- _Text provided_:
—————

The PFL seasons have been host to many incredible stories, but perhaps its most fairytale run came by the hands of Peru’s Jesus Pinedo.

Seven months ago, Pinedo was unknown to the MMA world when he entered PFL’s 2023 featherweight tournament. Not only was he one of the lesser-known fighters, but many might’ve seen him as another body for some of the established names to get easy points and a highlight en route to the playoffs.

Yet, that was not the way Pinedo looked at himself. He willed what many would’ve seen as a cheesy sports movie script into reality.

The 2023 PFL featherweight title

“Honestly, I didn’t think about it until the following week,” Pinedo told MMA Junkie when asked about his remarkable run to becoming the 2023 PFL featherweight champion. “I was laying in bed, and I was thinking for a moment, and I said, ‘I wiped out the entire division.’

“I didn’t just win, I won decisively. I hadn’t thought about that aspect. I finished every fight. I’m happy about that because you can see the fruit of my sacrifice that I’ve been doing for many years. It wasn’t just this year, it’s work that dates years back.”

It was straight out of a movie. Pinedo became this season’s featherweight champion after coming back from dire circumstances.

The 27-year-old lost a close split decision to then-undefeated contender Gabriel Braga in the first of two regular season bouts. That meant he needed a first-round finish in the remaining bout to qualify for the playoffs.

To make matters worse, he was matched up against Brendan Loughnane, who was the champion of the season prior, and coming off a nasty TKO finish over former UFC title challenger Marlon Moraes. Well, against all odds, Pinedo did what few saw coming. He dropped Loughnane with a knee to the chin and then put him out with ground-and-pound. It was a giant upset.

Qualifying to the playoffs in the last spot, Pinedo would then get matched up against the No. 1 seed and last year’s featherweight runner-up: Bubba Jenkins. Again, Pinedo answered the call and stopped Jenkins in less than two rounds.

“El Mudo” advanced to the final as an unlikely underdog and had to face the man who beat him at the start of the season – a confident Braga, who had never tasted defeat. Yet, like a cheesy sports movie, Pinedo went out there and finished him, too.

—————

- _Data rows_:
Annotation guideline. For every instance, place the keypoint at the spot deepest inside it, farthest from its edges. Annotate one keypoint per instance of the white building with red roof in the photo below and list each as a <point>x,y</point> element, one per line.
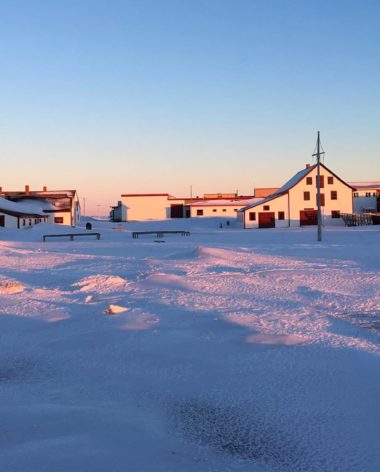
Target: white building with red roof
<point>295,203</point>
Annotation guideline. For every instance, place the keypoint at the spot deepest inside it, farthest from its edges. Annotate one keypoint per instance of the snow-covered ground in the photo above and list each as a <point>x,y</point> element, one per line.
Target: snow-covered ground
<point>226,350</point>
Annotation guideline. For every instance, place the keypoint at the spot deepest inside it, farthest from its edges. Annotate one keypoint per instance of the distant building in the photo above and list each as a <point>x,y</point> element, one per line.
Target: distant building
<point>160,206</point>
<point>366,197</point>
<point>60,206</point>
<point>17,215</point>
<point>265,192</point>
<point>295,203</point>
<point>224,207</point>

—————

- _Objective 1_: In the article about Jesus Pinedo, rewrite the passage from "Seven months ago, Pinedo" up to and including "to the playoffs.", substituting "unfamiliar" for "unknown".
- _Objective 2_:
Answer these questions from the article about Jesus Pinedo:
(a) What country is Pinedo from?
(b) Who beat Pinedo in his first regular season bout, and by what kind of decision?
(c) What strike did Pinedo use to drop Brendan Loughnane?
- _Objective 3_: Carry on the article about Jesus Pinedo's 2023 PFL title run from its last sentence.
The records were drawn from a separate source.

- _Written response 1_:
Seven months ago, Pinedo was unfamiliar to the MMA world when he entered PFL’s 2023 featherweight tournament. Not only was he one of the lesser-known fighters, but many might’ve seen him as another body for some of the established names to get easy points and a highlight en route to the playoffs.

- _Written response 2_:
(a) Peru.
(b) Gabriel Braga, by split decision.
(c) A knee to the chin.

- _Written response 3_:
“I was just thinking, ‘I did it. I did it. I’m finally champion,'” Pinedo said as he recalled what was going through his head the moment he stopped Braga. “It’s something I’ve dreamt since I was a kid. It was a dream come true. That’s what I yelled, ‘I’m the champion.'”

The win meant Pinedo was champion of PFL’s 2023 featherweight season, and that came with a lot more than just a belt. However, most importantly, the win was proof that he’s among the best featherweights today.

“Yes, I feel like I’m one of the best in the world,” Pinedo said. “I mean, I’m champion of one of the best organizations in the world. However, I just don’t want this to stay in words. I now want to be fighting against the best. I’m in the best phase of my career and I want to take advantage of that. I want super fights. I want the best.”

2023 PFL Championships at The Anthem in Washington D.C., Friday, Nov. 24, 2023. (Cooper Neill / PFL)

History for Peruvian MMA

Pinedo’s campaign marked more than a giant milestone for a fighting career. It was a historic moment for an entire country.

Pinedo became the first champion of a major organization to come out of Peru. The Inca nation has had its footprint in MMA with Claudio Puelles, Enrique Barzola, and others standout fighters, but never had a world champion.

“This is unprecedented,” Pinedo said. “I’m the first to achieve a world title in MMA for Peru. Everyone in Peru is happy. The media is talking about it a lot.

“For me, it’s an honor to represent my country. I always try to represent as best as possible. This is a dream come true. It’s an honor. There’s just so many feelings together after so many years of hard work. I’m extremely happy to be able to bring back Peru a world title.”

$1 million prize

If glory and history weren’t enough, Pinedo also took home $1 million, which equates to $3,751,952 Peruvian Soles. This is a lot of money, especially in Peru.

“It’s incredible, right? A million dollars is a fortune,” Pinedo said. “It’s a lot of money.”

Although $1 million is a life-changing sum, and one that unfortunately few MMA fighters ever comes across in the entirety of their careers, Pinedo was never focused on the tournament prize. In the numerous interviews Pinedo did with MMA Junkie throughout the season, the Peruvian would brush off the questions around the $1 million and remind that it was the title that he was after.

But now with a hefty transaction to his bank account, Piendo has some new questions to answer.

“To be honest, I haven’t really thought about what I’m going to do with the money,” Pinedo said. “I guess I will have to treat and buy something for myself. I’ll think about it. For now, I have a week-long vacation with my entire family because this whole year I haven’t really seen them much.”

It’s uncertain where that money will go exactly towards to, but that’s not much of a point of concern for Pinedo. He does hope, however, to remain as hungry as he was in his path to the PFL title.

“I just have to keep a cool head and keep the same level of hunger,” Pinedo said. “I need to keep training the same way I was training for these fights, and I can’t let the money take away my focus or my hunger to be at the top. This is all for passion, glory, history, recognition. I’m going to invest well that $1 million and keep focused on my training.”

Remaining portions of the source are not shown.